- **Work instructions**:
a: In the memoir passage below about the summer of 1993, which band is the narrator mainly listening to?
b: Write what comes next in the memoir passage below about the summer of 1993, picking up after its final sentence.

- **Reading passage**:
----
In the summer of 1993 I am a mature-looking fourteen year old and for the most part I am femme but I like to wear my dads’ clothes whenever I can, especially their ties and suspenders. These things please me, but I don’t have the language for the why yet.
I am cute for the first time in my life, by which I mean thinner than I’ve ever been. It’s always been drummed into me that pretty cannot be achieved without skinny, so for the past year I have been on a heavily restricted diet and forced to do exercise that I despite. I hate it all, in fact. I want full bodily freedom but I don’t have the language for that yet, either.
My figure is still what society then called full, at size eight. No, it did not make sense to me either. Having been fat for the majority of my life, I do not know how to handle the sexual attention of men, and this comes into play later. Besides, I had come out as bisexual earlier that year, and thought that was sword and shield enough to keep the worst of it away.
It wasn’t.
But I am not thinking of that, when one day at the pool in high summer I see unfamiliar boys my age. I remain aloof but I watch from behind my sunglasses. I have music on via headphones, and in that monumental summer I am primarily listening to Duran Duran. I am not sexually interested in these boys or as boyfriends, but one is at the very least cute and I want to be regular friends.
----
- **Dataset excerpts**:
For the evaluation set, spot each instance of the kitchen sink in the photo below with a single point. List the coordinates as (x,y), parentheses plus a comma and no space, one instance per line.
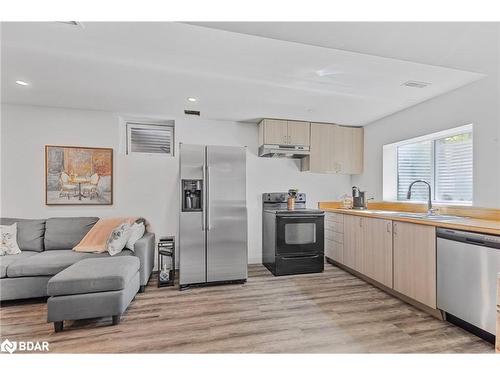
(438,217)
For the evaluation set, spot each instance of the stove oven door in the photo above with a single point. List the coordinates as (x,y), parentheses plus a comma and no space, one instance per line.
(299,234)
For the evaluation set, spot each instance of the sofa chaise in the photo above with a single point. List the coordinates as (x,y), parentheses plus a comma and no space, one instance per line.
(47,245)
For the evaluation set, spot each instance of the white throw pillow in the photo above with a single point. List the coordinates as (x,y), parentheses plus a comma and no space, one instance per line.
(8,240)
(118,239)
(136,232)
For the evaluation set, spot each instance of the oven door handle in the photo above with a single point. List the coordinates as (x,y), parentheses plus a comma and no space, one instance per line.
(301,257)
(299,216)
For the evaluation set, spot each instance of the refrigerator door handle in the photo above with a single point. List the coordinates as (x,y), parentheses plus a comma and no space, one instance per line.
(207,205)
(203,200)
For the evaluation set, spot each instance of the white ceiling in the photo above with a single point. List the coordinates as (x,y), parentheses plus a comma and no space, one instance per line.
(151,68)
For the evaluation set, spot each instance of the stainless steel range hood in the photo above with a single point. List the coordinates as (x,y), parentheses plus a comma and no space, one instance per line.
(283,151)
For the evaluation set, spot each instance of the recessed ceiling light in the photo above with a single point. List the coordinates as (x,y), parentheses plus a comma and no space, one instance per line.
(416,84)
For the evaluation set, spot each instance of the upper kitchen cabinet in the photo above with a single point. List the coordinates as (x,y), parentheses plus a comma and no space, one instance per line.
(298,133)
(335,149)
(284,132)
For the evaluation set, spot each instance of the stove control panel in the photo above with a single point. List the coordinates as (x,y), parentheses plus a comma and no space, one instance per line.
(282,197)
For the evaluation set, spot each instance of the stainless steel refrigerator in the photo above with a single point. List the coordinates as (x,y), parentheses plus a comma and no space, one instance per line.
(213,215)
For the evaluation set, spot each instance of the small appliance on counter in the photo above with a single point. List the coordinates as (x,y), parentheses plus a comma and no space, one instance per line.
(358,199)
(292,240)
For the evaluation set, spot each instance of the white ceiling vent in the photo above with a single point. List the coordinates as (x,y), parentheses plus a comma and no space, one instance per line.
(417,84)
(72,23)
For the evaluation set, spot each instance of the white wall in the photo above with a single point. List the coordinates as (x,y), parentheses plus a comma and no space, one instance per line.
(143,185)
(477,103)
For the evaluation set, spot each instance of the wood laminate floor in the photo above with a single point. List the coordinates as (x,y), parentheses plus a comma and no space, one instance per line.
(331,312)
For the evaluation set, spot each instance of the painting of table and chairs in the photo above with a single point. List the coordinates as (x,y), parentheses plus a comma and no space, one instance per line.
(78,175)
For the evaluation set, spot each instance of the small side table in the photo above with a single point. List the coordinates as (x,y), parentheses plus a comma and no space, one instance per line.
(166,261)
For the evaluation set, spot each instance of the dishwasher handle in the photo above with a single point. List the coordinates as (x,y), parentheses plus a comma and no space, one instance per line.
(478,239)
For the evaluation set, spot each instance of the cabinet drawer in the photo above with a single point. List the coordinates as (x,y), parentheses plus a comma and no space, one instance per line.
(334,250)
(334,226)
(331,216)
(334,236)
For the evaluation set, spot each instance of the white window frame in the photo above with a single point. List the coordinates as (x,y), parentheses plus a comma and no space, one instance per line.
(144,123)
(390,164)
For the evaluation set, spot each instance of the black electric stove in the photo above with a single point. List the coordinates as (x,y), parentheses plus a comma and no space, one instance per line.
(292,240)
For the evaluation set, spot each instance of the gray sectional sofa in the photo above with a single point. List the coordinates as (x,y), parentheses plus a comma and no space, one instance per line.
(46,246)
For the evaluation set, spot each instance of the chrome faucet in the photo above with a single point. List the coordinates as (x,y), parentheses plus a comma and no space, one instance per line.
(430,210)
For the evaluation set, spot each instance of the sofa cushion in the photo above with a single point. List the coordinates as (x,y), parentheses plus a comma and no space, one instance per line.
(7,260)
(51,262)
(66,232)
(94,275)
(30,232)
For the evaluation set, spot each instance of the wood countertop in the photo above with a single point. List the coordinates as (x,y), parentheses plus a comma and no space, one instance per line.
(466,222)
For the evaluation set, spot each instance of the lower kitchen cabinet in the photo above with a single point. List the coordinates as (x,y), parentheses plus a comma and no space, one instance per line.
(399,255)
(415,261)
(334,236)
(377,250)
(353,245)
(368,247)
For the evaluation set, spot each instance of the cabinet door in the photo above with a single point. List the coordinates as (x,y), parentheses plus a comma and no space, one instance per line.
(334,236)
(353,243)
(275,131)
(377,250)
(415,261)
(298,133)
(347,153)
(320,158)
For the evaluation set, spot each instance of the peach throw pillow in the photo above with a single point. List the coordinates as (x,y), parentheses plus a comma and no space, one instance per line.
(95,241)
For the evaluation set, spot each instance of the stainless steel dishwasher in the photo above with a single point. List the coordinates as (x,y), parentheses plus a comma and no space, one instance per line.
(467,269)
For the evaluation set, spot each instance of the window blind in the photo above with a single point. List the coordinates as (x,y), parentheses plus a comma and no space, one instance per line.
(414,163)
(453,163)
(150,138)
(445,163)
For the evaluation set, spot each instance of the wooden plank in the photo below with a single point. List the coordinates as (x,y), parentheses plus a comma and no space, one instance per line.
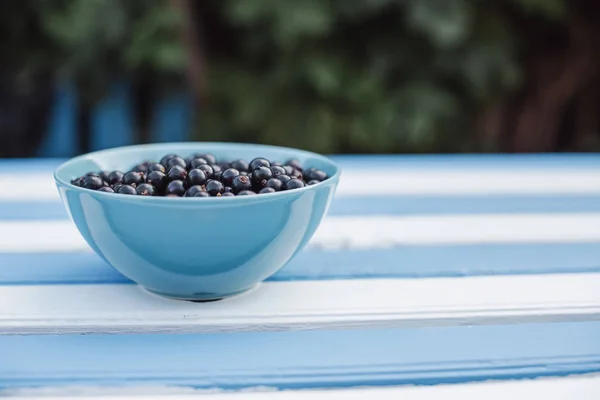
----
- **Results of the exercise**:
a: Duran Duran.

b:
I am too shy to do it, to say something to them, especially in my bathing suit. There’s a vulnerability there that you don’t want to display when you are meeting new people, and I was not at all confident in my appearance because again, I was “full-figured” and full figured in the early nineties meant fat. Not wanting to be embarrassed in front of a full community pool, I left in sudden haste.
But at home, it ate at me. I could not countenance my cowardice, this is not who I was raised to be! I had struggled the year before in making friends, but I was destined to attend an entirely new school where I knew no one. If I had done it once before, even uphill, then I could do it again.
Oh how I agonized over trying to meet them on friendly terms. After a lot of self-soothing and inspirational motivational talk, I went back to the pool to see if they were still there. I felt it was imperative, imperative, a fulcrum upon which I must be turned, a critical moment required to proceed in life. I still do not know the why of it all, when all it got me was confusion and pain.
I discovered they were brothers, in town to visit family who lived in our condo complex. But the one I thought was cute - and maybe he looked a little like Simon Le Bon, I don’t have his face in full memory - rebuffed me and foisted me to his brother. I suppose I wasn’t cute enough for him. But I got on well enough with his brother, as friends, and we determined to write each other. In truth I didn’t expect to hear from him.
But letters came frequently and I wrote back frequently, in an age before computers claimed our communication protocols entirely. I wrote of mundane things. The novel I was working on. My hopes for my academic future, which was rapidly approaching as the summer ripened through that July and into August. I never felt that anything we said was flirty, or even hinted at that angle of interpreting the relationship.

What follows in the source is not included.